What is asked:
Copy the records below word for word, leaving out the pictures.

-- START Extracted entries --

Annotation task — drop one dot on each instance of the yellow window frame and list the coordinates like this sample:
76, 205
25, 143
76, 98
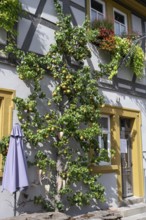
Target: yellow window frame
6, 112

-- END Extracted entries --

Expected answer:
Annotation task — drop one dot on each instance of the yellow window frame and list the coordinates like this sample:
76, 205
25, 143
76, 98
Target: yellow window frame
6, 112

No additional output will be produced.